**Text segment**

*** Begin section ***

- Sire: Voter
- Grandsire: Friar's Balsam
- Dam: Quesal
- Damsire: Himyar
- Sex: Stallion
- Foaled: 1904
- Country: United States
- Color: Brown
- Breeder: Barak G. Thomas
- Owner: William Lakeland J. Curtis van Ness (1906-09)
- Trainer: William Lakeland
- Record: 20: 5-6-1
- Earnings: US$56,671

Major wins
- Autumn Maiden Stakes (1906) Futurity Stakes (1906) Produce Stakes (1906)

Awards
- United States Two-Year-Old earnings leader

= Electioneer =

Racehorse (born 1904)

Electioneer (foaled April 20, 1904 in Kentucky) was an American Thoroughbred racehorse best known for his 1906 win in New York's rich Futurity Stakes.

==Background==
Former Confederate Army soldier Major Barak G. Thomas bred Electioneer at his Dixiana Stud near Lexington, Kentucky. He was sired by the very fast Voter, the 1899 American Champion Handicap Male Horse. Among his other progeny, Voter sired Ballot who in turn was the damsire of Bull Lea, a stallion considered "one of the greatest sires in Thoroughbred breeding history." Electioneer's dam was Quesal, a nine-time winner at age three and four. She was a daughter of Himyar, the leading sire in North America of 1893. Himyar sired both 1898 Kentucky Derby winner Plaudit and future U.S. Racing Hall of Fame Domino, the grandsire of two Hall of Famers, Colin and Peter Pan.

At a June 26, 1905 auction at New York's Sheepshead Bay Race Track, Electioneer was purchased for $2,300 by horseman David A. Boyle on behalf of trainer William Lakeland, a future U.S. Racing Hall of Fame inductee.

*** End section ***

**Aim of the exercise**
Pick up the racehorse Electioneer profile after its last sentence and keep writing it. The material that follows was taken from a different source than the text about Electioneer.

**Data shown**
*** Begin section ***

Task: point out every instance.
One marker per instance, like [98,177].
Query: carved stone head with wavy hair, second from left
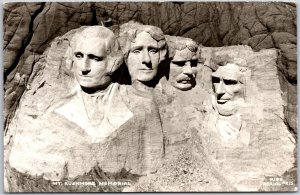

*** End section ***

**Task result**
==Racing career==
===1906: Two-Year-Old Season===
Electioneer made his racing debut for William Lakeland on July 13, 1906. Despite a bad start, he came back strongly to finish second, only a head behind the Newcastle Stable colt McCarter in a six furlong non-stakes event at New York's Brighton Beach Race Course. At the same racetrack, his next start was in the July 25 Montauk Stakes. Another six furlong race, Electioneer was second again to Salvidere who would go on to be recognized as that year's American Champion Two-Year-Old Colt for owner Thomas Hitchcock Sr. On August 6 at Saratoga Race Course, for the third straight time Electioneer ran second. This was the five and one-half furlong Flash Stakes and was won by the James R. Keene colt, Peter Pan who at age three in 1907 would become the National Champion and go on to a career that led to his induction into the U.S. Racing Hall of Fame. Electioneer's next start would not be just a winning effort but victory in the richest and most important race of the year for American juvenile horses. Ridden by Willie Shaw, at Sheepshead Bay Race Track Electioneer beat a strong field of fourteen other runners in the September 1 Futurity Stakes that included Peter Pan and future two-time National Champion Ballot. Electioneer's first three career races had brought a total of $1,200 in earnings but the Futurity win added $36,880 to that.

On September 3, just two days after winning the Futurity, on the same Sheepshead Bay track Electioneer easily won the five furlong Autumn Maiden Stakes by six lengths. Making his third start in one week, Electioneer was sent off as the betting favorite in the September 8 Flatbush Stakes at Sheepshead Bay. The colt tired badly in the stretch and ended up fifth to winner De Mund. Shortly thereafter, Electioneer was sold to J. Curtis van Ness. Given a good rest, Electioneer came back to earn earned another good purse with a win over De Mund in the male division of the October 1 Produce Stakes at Brighton Beach Race Course.

Electioneer's $53,701 in earnings for 1906 would be the most of any two-year-old in the United States.

===1907: Three-Year-Old Season===
Competing at age three, Electioneer ran second to Peter Pan in the Standard Stakes and to Ballot in the First Special Stakes, both mile and one-quarter events at Brooklyn's Gravesend Race Track. He then ran third behind Ballot and Salvidere in the Second Special Stakes at a mile and one-half before getting his only win of 1907 in a non-stakes race at a mile. From eight starts, he earned just $2,680.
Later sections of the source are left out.